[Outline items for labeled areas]
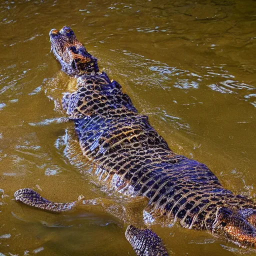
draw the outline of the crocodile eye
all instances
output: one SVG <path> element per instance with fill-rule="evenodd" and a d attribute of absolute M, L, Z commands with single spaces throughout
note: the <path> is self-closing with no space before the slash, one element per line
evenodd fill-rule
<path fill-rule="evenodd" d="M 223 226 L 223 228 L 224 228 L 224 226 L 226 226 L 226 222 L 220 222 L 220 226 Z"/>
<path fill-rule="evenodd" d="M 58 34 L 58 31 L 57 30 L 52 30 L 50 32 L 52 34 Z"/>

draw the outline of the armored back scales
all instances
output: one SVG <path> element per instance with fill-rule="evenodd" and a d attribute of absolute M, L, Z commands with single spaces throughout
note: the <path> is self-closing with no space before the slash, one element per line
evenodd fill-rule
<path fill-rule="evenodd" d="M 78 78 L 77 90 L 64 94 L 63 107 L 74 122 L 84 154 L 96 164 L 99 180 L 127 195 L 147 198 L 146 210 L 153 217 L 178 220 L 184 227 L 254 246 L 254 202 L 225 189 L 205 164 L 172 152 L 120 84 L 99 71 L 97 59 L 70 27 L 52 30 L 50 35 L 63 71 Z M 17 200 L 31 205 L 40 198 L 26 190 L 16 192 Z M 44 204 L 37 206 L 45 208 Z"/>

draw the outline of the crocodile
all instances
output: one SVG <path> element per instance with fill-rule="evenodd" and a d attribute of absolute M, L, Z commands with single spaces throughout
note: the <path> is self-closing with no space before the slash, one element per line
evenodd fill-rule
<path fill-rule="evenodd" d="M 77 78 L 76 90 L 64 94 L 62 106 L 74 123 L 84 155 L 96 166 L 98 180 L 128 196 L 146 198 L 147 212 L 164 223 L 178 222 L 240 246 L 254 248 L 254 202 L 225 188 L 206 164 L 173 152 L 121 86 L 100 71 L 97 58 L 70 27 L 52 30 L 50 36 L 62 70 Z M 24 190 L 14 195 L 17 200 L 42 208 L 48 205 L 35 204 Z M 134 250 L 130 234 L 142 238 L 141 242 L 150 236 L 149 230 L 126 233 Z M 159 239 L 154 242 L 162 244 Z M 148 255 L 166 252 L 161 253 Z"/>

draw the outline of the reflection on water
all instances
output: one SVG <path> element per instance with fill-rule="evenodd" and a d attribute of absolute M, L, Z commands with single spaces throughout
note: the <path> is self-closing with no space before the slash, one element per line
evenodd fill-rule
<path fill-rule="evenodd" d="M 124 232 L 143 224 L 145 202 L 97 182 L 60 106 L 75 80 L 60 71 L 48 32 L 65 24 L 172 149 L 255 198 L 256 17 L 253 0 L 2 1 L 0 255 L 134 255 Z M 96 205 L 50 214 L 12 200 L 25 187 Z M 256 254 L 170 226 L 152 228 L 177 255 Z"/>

[TO BE DONE]
Write out all of the material above verbatim, leaving out the pictures.

[RESULT FOR THIS EXERCISE]
draw the outline of the crocodile eye
all instances
output: one SVG <path> element per instance with fill-rule="evenodd" and a d attribute of absolute M, L, Z commands with single spaces throughout
note: the <path> is self-closing with no space before the slash, one element per line
evenodd fill-rule
<path fill-rule="evenodd" d="M 223 226 L 223 228 L 224 228 L 224 226 L 226 226 L 226 222 L 220 222 L 220 226 Z"/>
<path fill-rule="evenodd" d="M 58 34 L 58 31 L 57 30 L 52 30 L 50 32 L 52 34 Z"/>

draw the outline of the armored back scales
all instances
output: one SVG <path> element per instance with fill-rule="evenodd" and a d attribute of absolute M, L, Z commands with single spaces throughout
note: the <path> is self-closing with no space before the slash, one element per line
evenodd fill-rule
<path fill-rule="evenodd" d="M 78 78 L 77 90 L 64 94 L 63 107 L 74 122 L 84 154 L 96 164 L 99 180 L 127 195 L 147 198 L 146 210 L 153 217 L 178 220 L 184 227 L 254 246 L 254 202 L 225 189 L 205 164 L 172 152 L 120 84 L 99 71 L 97 59 L 70 27 L 52 30 L 50 35 L 63 71 Z M 17 200 L 31 205 L 40 198 L 26 190 L 16 192 Z M 44 204 L 37 206 L 45 208 Z"/>

draw the outline of the crocodile
all instances
output: one SVG <path> element per instance with fill-rule="evenodd" and a d attribute of absolute M, L, Z commands with single spaces throughout
note: the <path> is self-closing with no space before the slash, one element per line
evenodd fill-rule
<path fill-rule="evenodd" d="M 77 78 L 76 90 L 64 94 L 62 106 L 74 123 L 84 155 L 96 166 L 98 180 L 128 196 L 146 198 L 147 212 L 164 223 L 178 222 L 240 246 L 254 248 L 254 202 L 225 188 L 206 164 L 173 152 L 121 86 L 100 71 L 97 58 L 70 27 L 52 30 L 50 36 L 62 70 Z M 24 190 L 14 195 L 17 200 L 42 208 L 48 205 L 35 204 Z M 134 250 L 130 234 L 142 238 L 141 242 L 150 236 L 149 230 L 126 233 Z M 159 239 L 154 242 L 162 244 Z M 148 255 L 166 252 L 161 253 Z"/>

draw the outline of the reflection on water
all instances
output: one SVG <path> element per instance with fill-rule="evenodd" and a d attribute of absolute M, L, Z commands with single spaces throughout
note: the <path> is self-closing with no space before the slash, one element per line
evenodd fill-rule
<path fill-rule="evenodd" d="M 124 232 L 143 224 L 145 202 L 97 182 L 60 106 L 75 80 L 60 71 L 48 32 L 65 24 L 172 149 L 255 198 L 256 17 L 253 0 L 2 1 L 0 255 L 134 255 Z M 96 205 L 50 214 L 12 200 L 25 187 Z M 256 254 L 170 226 L 152 228 L 177 255 Z"/>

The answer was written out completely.